Problem statement: Can you edit the records below so that every "Mask list" becomes "Outline list", leave everything else unchanged, and give them back without the pictures?

Record excerpts:
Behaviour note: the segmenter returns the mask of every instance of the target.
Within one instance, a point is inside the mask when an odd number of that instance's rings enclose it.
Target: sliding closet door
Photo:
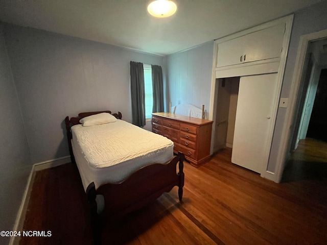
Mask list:
[[[240,79],[231,162],[259,173],[270,150],[276,81],[277,73]]]

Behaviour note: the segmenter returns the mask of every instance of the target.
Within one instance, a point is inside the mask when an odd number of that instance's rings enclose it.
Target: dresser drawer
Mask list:
[[[160,130],[158,130],[157,129],[152,128],[152,132],[155,134],[160,134],[161,135],[162,135],[162,132]]]
[[[179,142],[179,131],[175,129],[171,129],[167,127],[162,127],[161,135],[168,138],[173,141],[178,143]]]
[[[196,142],[196,135],[189,134],[188,133],[185,133],[184,132],[181,132],[179,134],[180,139],[184,140],[188,140],[192,141],[194,142]]]
[[[189,124],[180,124],[180,130],[190,134],[197,134],[198,128]]]
[[[152,130],[156,129],[157,130],[161,131],[162,126],[152,122]]]
[[[179,123],[173,120],[167,120],[164,119],[162,124],[164,126],[168,128],[179,130]]]
[[[188,148],[196,150],[196,144],[194,142],[183,139],[180,139],[179,140],[179,143],[184,146],[187,147]]]
[[[174,151],[175,151],[176,152],[182,152],[184,153],[185,157],[189,157],[192,159],[196,159],[196,156],[195,154],[196,151],[194,150],[182,146],[179,144],[175,144],[175,145],[174,146]]]
[[[162,124],[162,119],[160,117],[152,116],[152,123],[154,122],[156,124]]]

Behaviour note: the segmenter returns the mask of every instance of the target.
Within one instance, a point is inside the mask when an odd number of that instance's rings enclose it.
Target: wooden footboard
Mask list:
[[[96,190],[92,182],[86,190],[89,203],[92,229],[96,244],[101,243],[101,225],[100,219],[119,218],[159,198],[164,192],[178,187],[178,198],[182,200],[184,186],[184,154],[179,152],[166,164],[154,163],[135,171],[119,183],[107,183]],[[176,173],[178,165],[178,173]],[[104,199],[103,212],[97,213],[97,195]]]

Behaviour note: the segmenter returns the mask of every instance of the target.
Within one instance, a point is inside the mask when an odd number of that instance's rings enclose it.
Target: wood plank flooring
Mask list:
[[[276,184],[230,162],[224,149],[196,168],[184,164],[177,188],[104,228],[104,244],[323,244],[327,179]],[[37,172],[20,244],[91,244],[87,205],[77,169],[68,164]]]

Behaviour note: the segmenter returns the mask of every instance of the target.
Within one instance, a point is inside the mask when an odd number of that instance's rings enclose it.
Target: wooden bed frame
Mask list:
[[[76,163],[73,153],[71,127],[80,124],[79,120],[86,116],[102,112],[111,113],[110,111],[83,112],[78,116],[68,116],[65,118],[67,139],[72,161]],[[122,119],[122,113],[114,113],[118,119]],[[108,219],[119,218],[128,213],[138,209],[159,198],[164,192],[178,187],[178,198],[181,201],[184,186],[183,173],[184,154],[179,152],[177,156],[165,164],[153,163],[136,170],[127,179],[119,183],[106,183],[96,189],[94,182],[86,189],[89,204],[92,232],[95,244],[101,244],[102,223]],[[179,172],[176,173],[177,165]],[[100,214],[97,213],[97,195],[102,195],[105,207]]]

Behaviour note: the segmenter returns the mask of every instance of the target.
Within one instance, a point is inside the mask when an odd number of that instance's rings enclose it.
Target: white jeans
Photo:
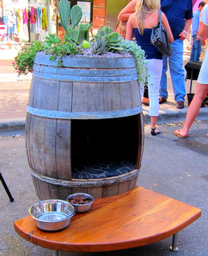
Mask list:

Answer:
Behaviour note: the segmenter returns the mask of every instance of the target.
Within one instance, a point is inside the mask when an odd number of that instance's rings enclose it.
Target: sliding closet door
Photo:
Outline list:
[[[240,79],[231,162],[259,173],[270,150],[276,81],[277,73]]]

Behaviour note: the segmenter returns the mask of every instance of the target.
Within one instance, a point is inside the mask when an odd number of that instance's rings enclose it.
Target: dresser drawer
Outline list:
[[[160,130],[158,130],[157,129],[152,128],[152,132],[155,134],[160,134],[161,135],[162,135],[162,132]]]
[[[179,142],[179,131],[175,129],[171,129],[167,127],[162,127],[161,135],[168,138],[173,141],[178,143]]]
[[[196,142],[196,135],[189,134],[188,133],[185,133],[184,132],[181,132],[179,134],[180,139],[184,140],[188,140],[192,141],[194,142]]]
[[[189,124],[180,124],[180,130],[190,134],[197,134],[198,128]]]
[[[152,130],[156,129],[157,130],[161,131],[162,126],[152,122]]]
[[[179,123],[173,120],[167,120],[164,119],[162,124],[164,126],[168,128],[179,130]]]
[[[188,148],[196,150],[196,144],[194,142],[183,139],[180,139],[179,140],[179,143],[184,146],[187,147]]]
[[[174,151],[175,151],[176,152],[182,152],[184,153],[185,157],[189,157],[192,159],[196,159],[196,156],[195,154],[196,151],[194,150],[182,146],[179,144],[175,144],[175,145],[174,146]]]
[[[162,124],[162,119],[160,117],[152,116],[152,123],[154,122],[156,124]]]

Behaviour note: the segmenter returns the mask of every instance of the target.
Within one instance, a point is inside the mask when an odd number of that instance's rings enclose it.
Target: wooden footboard
Outline list:
[[[96,190],[92,182],[86,190],[89,203],[92,229],[96,244],[101,243],[101,225],[100,219],[119,218],[159,198],[164,192],[178,187],[178,198],[182,200],[184,186],[184,154],[179,152],[166,164],[154,163],[135,171],[119,183],[107,183]],[[176,173],[178,165],[178,173]],[[104,199],[103,212],[97,213],[97,195]]]

Behaviour note: the segmenter returns the mask of every instance of the target.
Within one instance, a point is inside the mask when an odd number of that instance's rings enclose it.
Target: wood plank flooring
Outline list:
[[[276,184],[230,162],[224,149],[196,168],[184,164],[177,188],[104,228],[104,244],[323,244],[327,179]],[[37,172],[20,244],[91,244],[87,205],[77,169],[68,164]]]

Behaviour note: the segmenter returns the mask of every instance of the target.
Within one instance, a point is inside the mask when an odd number of that instance's rings enclose it.
Target: wooden bed frame
Outline list:
[[[76,163],[73,153],[71,127],[80,124],[79,120],[86,116],[102,112],[111,113],[110,111],[83,112],[78,116],[68,116],[65,118],[67,139],[72,161]],[[122,119],[122,113],[114,113],[118,119]],[[108,219],[119,218],[128,213],[138,209],[159,198],[164,192],[178,187],[178,198],[181,201],[184,186],[183,173],[184,154],[179,152],[177,156],[165,164],[153,163],[136,170],[127,179],[119,183],[106,183],[96,189],[94,182],[86,189],[89,204],[92,232],[95,244],[101,244],[102,223]],[[179,172],[176,173],[177,165]],[[100,214],[97,213],[97,195],[102,195],[105,207]]]

Behaviour note: the segmenter returns the mask of every instance of the target.
Within one instance, a point is inside the mask when an odd number of that instance's rings enclose it.
Target: white jeans
Photo:
Outline list:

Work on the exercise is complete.